Extract:
In response to the $4 billion cost overrun announced earlier this year,
the Administration redirected funds from remaining development (primarily
the Crew Return Vehicle (CRV), Habitation Module, and Propulsion Module)
and cut research funding to offset most of the cost overrun. This scaled
back station, referred to as the "U.S. Core," can only support a
3-person crew on a permanent basis (although it can support more than 3
crew for limited periods), and has a less capable suite of research
facilities than the originally planned 6/7-person crew station. Due to
concerns with program cost, the Administration directed NASA to form an
independent external Task Force to assess credibility of the program plan.
The Task Force’s report is the primary subject of this hearing.

3. Task Force Report Summary: The Current Program is Not

The Task Force found that the currently planned program is
"not credible." They found deficiencies in management structure,
institutional culture, cost estimating, and program control. The Task
Force expressed concern over the validity of the original $8.3 billion cost
estimate in the NASA/OMB Agreement and the probability of achieving all the
projected savings (see section 7).

The Task Force recommended that NASA overhaul program management,
clearly define the science goals, and significantly reduce workforce levels
to keep the currently planned three-person U.S. Core program within the
projected budget. In addition, the Task Force recommended that the Shuttle
flight rate be reduced to four flights per year to save funds which could
be used to offset increased Space Station costs. The Task Force
recommended a performance-based approach whereby NASA must demonstrate
credibility over a sustained period of time as a prerequisite to proceeding
beyond the U.S. Core. The Task Force did caution that it would be very
difficult for NASA’s culture to change to the degree required to make the
program succeed. The Executive Summary of the report is attached.

Annual Cost Caps a Major Factor in Overrun: According to the
report, the single greatest factor in the program’s cost growth is NASA’s
culture to simply manage to its annual budget without regard to total
program cost. The Clinton Administration imposed a $2.1 billion annual
cost cap in 1994 as a means to control costs. However, the result was that
it only controlled cash flow. In general, annual cost caps are
counterproductive to controlling total program costs.

4. Key Task Force Recommendations

The Task Force made 12 specific recommendations. Some of the
key recommendations are provided below with analysis.

Create an Associate Administrator for Space Station: The Task
Force recommended creating a new position, Associate Administrator for the
International Space Station (ISS), to better focus agency attention on the
program. The AA/ISS would combine the responsibilities of Space Station
development and operations as well as responsibility for scientific
research. This change is intended to increase the importance of science in
decisions regarding station capabilities. In the past, however, research
funds have been raided to pay for development overruns. To prevent further
raids on research funds, the Administration and Congress have recommended
that funding and responsibility for the research be moved out of the
station budget.

Data block:

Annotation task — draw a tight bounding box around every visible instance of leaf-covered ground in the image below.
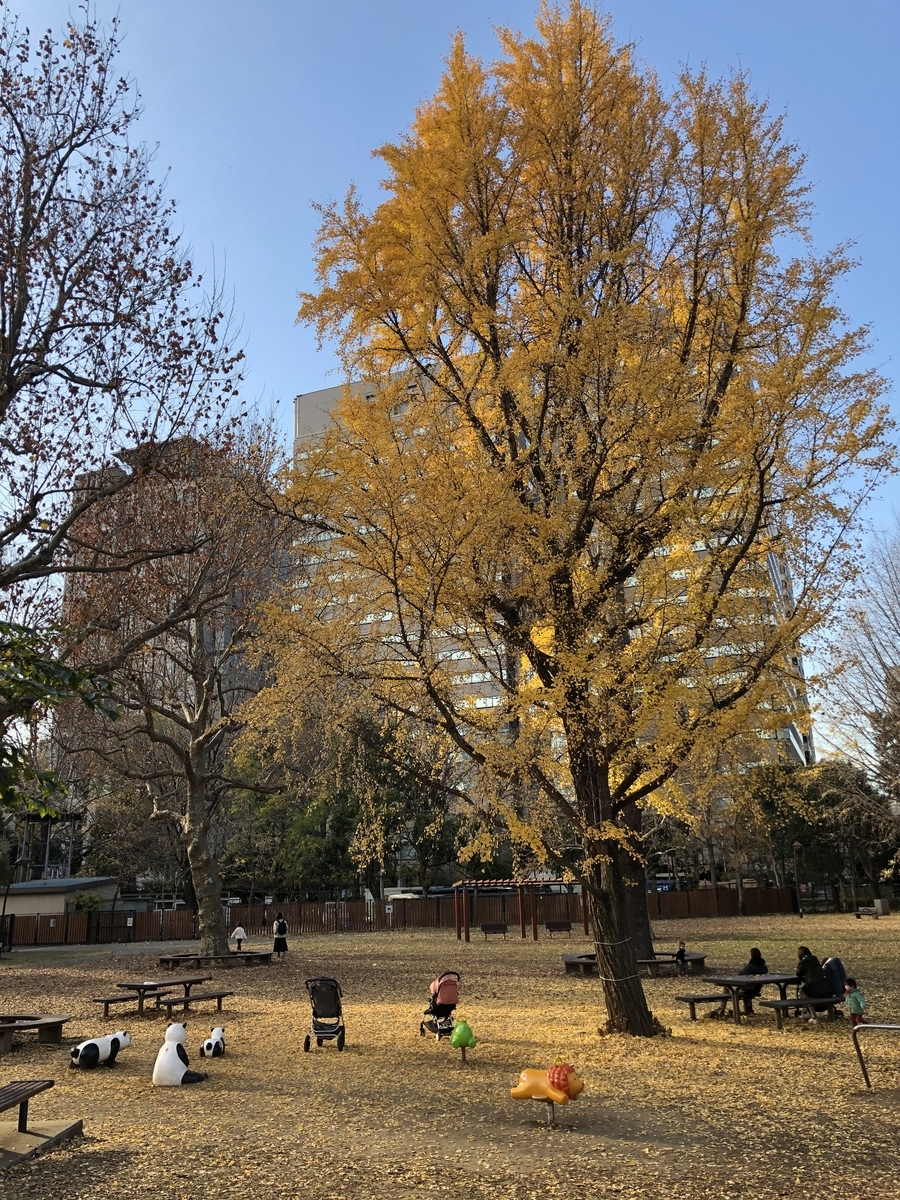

Tasks to perform:
**A.** In the Space Station excerpt, to what flight rate did the Task Force recommend reducing the Shuttle?
**B.** Reproduce the Space Station excerpt starting at "and cut research" and ending at "the program plan.".

Replies:
**A.** Four flights per year.

**B.**
and cut research funding to offset most of the cost overrun. This scaled
back station, referred to as the "U.S. Core," can only support a
3-person crew on a permanent basis (although it can support more than 3
crew for limited periods), and has a less capable suite of research
facilities than the originally planned 6/7-person crew station. Due to
concerns with program cost, the Administration directed NASA to form an
independent external Task Force to assess credibility of the program plan.